▸ **TEXT SHOWN**

——————————

I have all my favorite children’s books in my dressing room, as well as colored pencils and sketch paper. I have a lot of photos of my mother and her mother up on the wall, as well as a photo of Kenny and his mother just to remind me what the play’s about. If I could forget, which of course I don’t. I really wanted to fill the room with a sense of wonder and playfulness and that inner child. I wanted to excite my inner child so that I could step into the room and feel like a kid. Because I think that kind of energy is important in a long run.
In The Waverly Gallery, Ben Is Back and Boy Erased, your characters deal with intense parent relationships, and you worked with your dad on Ben Is Back. Were you excited to work together?
I was excited after I read the script, but I never wanted to work with my dad because it seemed too uncomfortable and just too weird of a thing to manage. But it allowed for a kind of honesty. I’m always trying to not upset the director, and on this one, I allowed myself to be honest with him. I wasn’t afraid of him or afraid of upsetting him or him suddenly not approving of me. I didn’t experience this movie as threatening my relationship with him or his opinion of me.

——————————

▸ **DATASET ENTRIES**
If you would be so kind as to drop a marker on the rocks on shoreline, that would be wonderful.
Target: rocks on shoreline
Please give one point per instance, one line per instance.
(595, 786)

——————————

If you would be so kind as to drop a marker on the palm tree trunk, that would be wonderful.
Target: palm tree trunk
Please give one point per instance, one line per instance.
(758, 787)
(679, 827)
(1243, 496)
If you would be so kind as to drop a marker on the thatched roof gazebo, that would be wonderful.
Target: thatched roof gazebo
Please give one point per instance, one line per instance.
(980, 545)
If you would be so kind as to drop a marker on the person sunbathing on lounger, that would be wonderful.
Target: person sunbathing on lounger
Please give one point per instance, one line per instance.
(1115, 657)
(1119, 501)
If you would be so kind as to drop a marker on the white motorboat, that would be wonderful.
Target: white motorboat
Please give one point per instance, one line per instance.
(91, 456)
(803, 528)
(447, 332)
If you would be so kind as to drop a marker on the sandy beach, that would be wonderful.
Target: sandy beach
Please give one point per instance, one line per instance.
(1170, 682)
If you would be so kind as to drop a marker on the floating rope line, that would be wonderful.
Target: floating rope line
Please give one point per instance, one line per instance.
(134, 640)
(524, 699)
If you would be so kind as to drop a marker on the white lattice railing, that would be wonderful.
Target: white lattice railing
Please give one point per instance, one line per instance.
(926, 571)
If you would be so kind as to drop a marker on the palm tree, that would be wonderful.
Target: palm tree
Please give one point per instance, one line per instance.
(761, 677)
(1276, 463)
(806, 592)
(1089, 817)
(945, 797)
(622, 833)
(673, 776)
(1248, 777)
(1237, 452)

——————————

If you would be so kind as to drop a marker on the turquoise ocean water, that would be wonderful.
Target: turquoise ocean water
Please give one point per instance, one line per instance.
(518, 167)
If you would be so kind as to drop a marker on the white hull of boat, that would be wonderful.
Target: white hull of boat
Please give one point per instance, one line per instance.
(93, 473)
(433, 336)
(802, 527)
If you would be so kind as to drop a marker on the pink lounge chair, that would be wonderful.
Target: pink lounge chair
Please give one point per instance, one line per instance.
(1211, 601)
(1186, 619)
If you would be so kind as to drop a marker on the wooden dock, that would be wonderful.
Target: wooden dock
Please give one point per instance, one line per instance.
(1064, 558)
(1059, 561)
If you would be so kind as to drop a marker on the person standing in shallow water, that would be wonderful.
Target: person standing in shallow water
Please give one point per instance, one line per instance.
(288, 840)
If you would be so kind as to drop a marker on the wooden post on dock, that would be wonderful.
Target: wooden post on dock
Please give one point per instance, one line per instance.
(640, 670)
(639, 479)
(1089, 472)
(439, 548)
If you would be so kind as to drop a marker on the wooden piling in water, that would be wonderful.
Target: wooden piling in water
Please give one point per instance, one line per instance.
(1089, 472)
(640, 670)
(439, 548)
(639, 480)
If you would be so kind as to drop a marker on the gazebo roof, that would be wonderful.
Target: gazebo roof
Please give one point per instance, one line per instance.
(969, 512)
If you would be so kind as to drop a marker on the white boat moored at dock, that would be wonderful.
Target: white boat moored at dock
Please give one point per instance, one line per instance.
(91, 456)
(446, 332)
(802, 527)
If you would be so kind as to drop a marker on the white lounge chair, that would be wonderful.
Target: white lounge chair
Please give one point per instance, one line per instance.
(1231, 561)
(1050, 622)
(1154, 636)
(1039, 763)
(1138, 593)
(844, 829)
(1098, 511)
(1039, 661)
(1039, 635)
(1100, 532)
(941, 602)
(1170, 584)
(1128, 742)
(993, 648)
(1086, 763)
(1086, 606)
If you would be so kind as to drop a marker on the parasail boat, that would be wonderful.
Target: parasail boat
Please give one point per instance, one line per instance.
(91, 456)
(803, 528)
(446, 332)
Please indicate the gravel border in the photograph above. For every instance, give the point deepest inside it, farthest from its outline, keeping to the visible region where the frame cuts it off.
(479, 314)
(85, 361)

——————————

▸ **WHAT TO DO**
[1] List every title of a work named in the interview text.
[2] Write out the part of the interview text between "In The Waverly" and "to work together?", inclusive.

▸ **ANSWERS PROVIDED**
[1]
The Waverly Gallery
Ben Is Back
Boy Erased

[2]
In The Waverly Gallery, Ben Is Back and Boy Erased, your characters deal with intense parent relationships, and you worked with your dad on Ben Is Back. Were you excited to work together?